--- Start MATERIAL PROVIDED ---
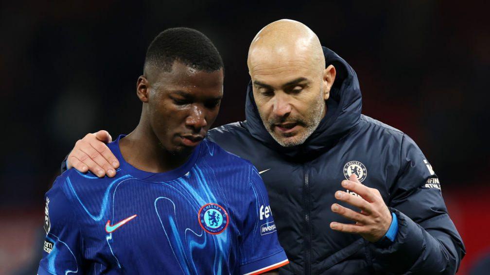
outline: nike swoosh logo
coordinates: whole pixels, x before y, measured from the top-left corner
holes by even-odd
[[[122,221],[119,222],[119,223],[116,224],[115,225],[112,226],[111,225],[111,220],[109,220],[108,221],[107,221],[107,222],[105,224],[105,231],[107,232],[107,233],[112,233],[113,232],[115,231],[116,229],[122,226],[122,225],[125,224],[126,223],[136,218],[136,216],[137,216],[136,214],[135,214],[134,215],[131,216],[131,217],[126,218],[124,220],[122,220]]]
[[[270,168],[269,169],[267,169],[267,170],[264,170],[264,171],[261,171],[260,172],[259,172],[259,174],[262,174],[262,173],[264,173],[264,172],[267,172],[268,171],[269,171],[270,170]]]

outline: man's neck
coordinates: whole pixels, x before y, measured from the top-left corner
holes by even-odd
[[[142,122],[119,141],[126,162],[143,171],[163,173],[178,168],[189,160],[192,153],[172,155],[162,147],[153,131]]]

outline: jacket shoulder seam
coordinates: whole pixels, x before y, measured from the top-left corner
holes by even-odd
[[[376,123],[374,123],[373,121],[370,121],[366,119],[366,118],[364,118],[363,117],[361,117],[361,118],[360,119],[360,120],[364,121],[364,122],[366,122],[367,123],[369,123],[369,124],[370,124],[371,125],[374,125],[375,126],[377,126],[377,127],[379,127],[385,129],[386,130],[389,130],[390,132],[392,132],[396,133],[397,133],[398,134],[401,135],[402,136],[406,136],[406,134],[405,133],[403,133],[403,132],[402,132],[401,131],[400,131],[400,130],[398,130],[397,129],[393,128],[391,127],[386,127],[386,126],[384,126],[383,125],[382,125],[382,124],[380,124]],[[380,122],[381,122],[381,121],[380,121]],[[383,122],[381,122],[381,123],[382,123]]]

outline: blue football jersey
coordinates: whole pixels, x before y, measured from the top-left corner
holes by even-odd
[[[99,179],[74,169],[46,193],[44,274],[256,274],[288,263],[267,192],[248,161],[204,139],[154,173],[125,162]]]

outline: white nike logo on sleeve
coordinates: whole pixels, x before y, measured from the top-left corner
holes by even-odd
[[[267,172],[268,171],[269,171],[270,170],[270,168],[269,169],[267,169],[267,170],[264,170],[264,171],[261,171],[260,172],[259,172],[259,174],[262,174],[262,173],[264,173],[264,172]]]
--- End MATERIAL PROVIDED ---
--- Start MATERIAL PROVIDED ---
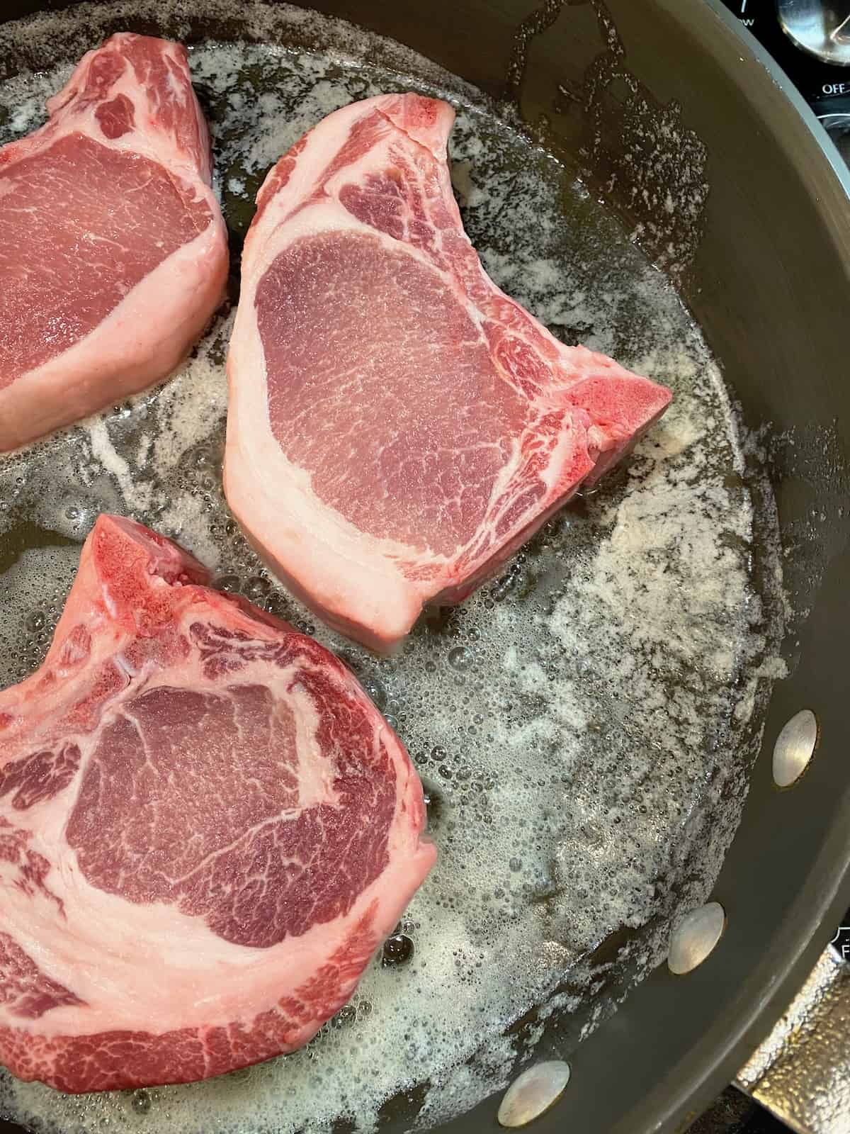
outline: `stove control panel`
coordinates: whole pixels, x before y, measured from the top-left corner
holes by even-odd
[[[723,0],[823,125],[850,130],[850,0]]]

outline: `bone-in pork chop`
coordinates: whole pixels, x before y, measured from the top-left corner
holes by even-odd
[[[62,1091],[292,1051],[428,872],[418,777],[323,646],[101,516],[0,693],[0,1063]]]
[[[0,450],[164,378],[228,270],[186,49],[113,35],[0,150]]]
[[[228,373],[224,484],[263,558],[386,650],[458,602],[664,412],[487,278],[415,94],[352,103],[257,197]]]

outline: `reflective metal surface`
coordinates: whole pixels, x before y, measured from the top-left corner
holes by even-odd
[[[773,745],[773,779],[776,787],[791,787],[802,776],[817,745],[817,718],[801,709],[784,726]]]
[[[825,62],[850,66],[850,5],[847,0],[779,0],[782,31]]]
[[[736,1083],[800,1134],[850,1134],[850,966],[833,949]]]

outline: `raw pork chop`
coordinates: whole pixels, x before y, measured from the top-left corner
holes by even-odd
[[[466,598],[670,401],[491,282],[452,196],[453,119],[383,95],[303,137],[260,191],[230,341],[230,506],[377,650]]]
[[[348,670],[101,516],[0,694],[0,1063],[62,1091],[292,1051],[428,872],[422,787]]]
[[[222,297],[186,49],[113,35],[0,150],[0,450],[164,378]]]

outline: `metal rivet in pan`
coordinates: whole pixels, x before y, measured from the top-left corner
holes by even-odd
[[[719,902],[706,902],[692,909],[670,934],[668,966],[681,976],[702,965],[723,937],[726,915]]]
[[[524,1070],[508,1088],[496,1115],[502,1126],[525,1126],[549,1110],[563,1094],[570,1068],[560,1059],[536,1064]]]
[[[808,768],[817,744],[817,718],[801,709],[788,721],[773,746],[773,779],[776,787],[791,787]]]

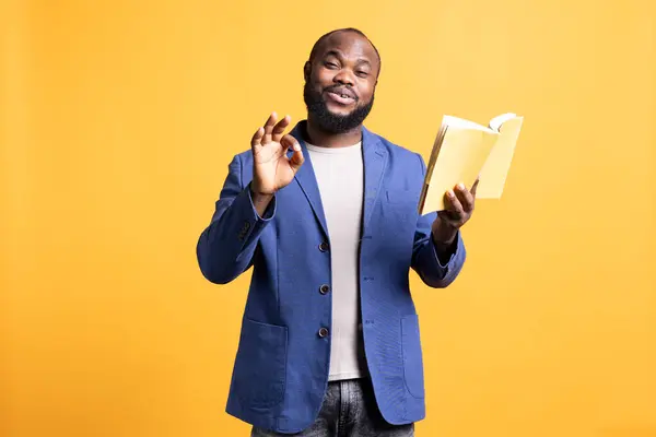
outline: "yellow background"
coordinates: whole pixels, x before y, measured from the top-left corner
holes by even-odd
--- End MATERIAL PROVIDED ---
--- Start MATERIAL PROVIDED ---
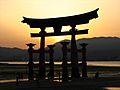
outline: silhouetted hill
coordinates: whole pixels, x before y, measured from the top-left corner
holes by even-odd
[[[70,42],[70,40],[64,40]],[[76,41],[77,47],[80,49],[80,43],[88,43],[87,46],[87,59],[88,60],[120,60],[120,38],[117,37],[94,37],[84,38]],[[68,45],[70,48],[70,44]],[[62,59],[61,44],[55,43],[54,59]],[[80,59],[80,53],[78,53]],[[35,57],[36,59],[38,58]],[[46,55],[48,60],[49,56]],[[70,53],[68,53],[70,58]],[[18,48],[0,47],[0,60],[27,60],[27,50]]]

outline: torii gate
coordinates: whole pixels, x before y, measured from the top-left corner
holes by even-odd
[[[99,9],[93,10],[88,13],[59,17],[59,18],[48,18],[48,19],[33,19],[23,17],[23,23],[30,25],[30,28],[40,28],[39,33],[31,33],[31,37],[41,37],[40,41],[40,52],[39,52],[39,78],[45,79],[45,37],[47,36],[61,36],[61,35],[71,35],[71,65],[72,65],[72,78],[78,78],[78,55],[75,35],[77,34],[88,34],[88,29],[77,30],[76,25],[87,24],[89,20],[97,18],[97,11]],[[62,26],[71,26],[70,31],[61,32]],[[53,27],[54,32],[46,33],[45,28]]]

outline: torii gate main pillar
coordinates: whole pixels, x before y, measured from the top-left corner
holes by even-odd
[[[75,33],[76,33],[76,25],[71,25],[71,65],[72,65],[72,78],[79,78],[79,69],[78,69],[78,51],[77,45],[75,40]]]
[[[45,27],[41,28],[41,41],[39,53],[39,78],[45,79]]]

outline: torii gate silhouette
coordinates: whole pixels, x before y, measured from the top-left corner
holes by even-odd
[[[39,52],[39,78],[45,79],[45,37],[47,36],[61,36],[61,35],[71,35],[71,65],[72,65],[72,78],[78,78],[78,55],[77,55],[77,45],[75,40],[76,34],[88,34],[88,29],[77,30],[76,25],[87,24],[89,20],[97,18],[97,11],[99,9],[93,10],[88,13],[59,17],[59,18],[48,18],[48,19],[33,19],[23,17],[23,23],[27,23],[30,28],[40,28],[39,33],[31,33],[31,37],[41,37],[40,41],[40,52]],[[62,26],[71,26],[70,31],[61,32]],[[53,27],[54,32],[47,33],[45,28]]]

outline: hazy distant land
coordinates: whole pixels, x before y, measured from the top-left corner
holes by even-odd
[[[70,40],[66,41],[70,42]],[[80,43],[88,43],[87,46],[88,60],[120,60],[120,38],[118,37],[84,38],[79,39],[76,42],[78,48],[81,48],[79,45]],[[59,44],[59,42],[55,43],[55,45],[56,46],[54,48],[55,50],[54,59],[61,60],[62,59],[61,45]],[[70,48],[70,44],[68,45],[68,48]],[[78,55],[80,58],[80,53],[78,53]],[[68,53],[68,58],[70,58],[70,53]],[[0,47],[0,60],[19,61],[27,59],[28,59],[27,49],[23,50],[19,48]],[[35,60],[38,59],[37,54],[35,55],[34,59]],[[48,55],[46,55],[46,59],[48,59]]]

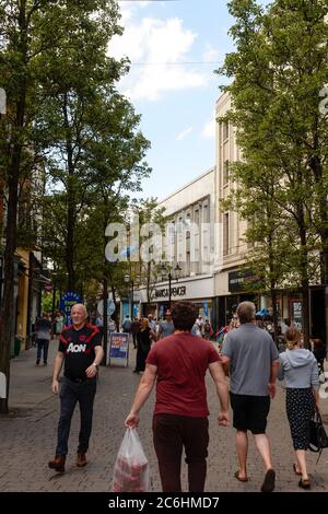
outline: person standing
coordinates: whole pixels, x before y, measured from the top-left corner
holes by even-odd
--- End MATERIAL PROVIDED ---
Please count how many lines in the items contain the word "logo", treating uppercase and lowercase as different, and give only that number.

2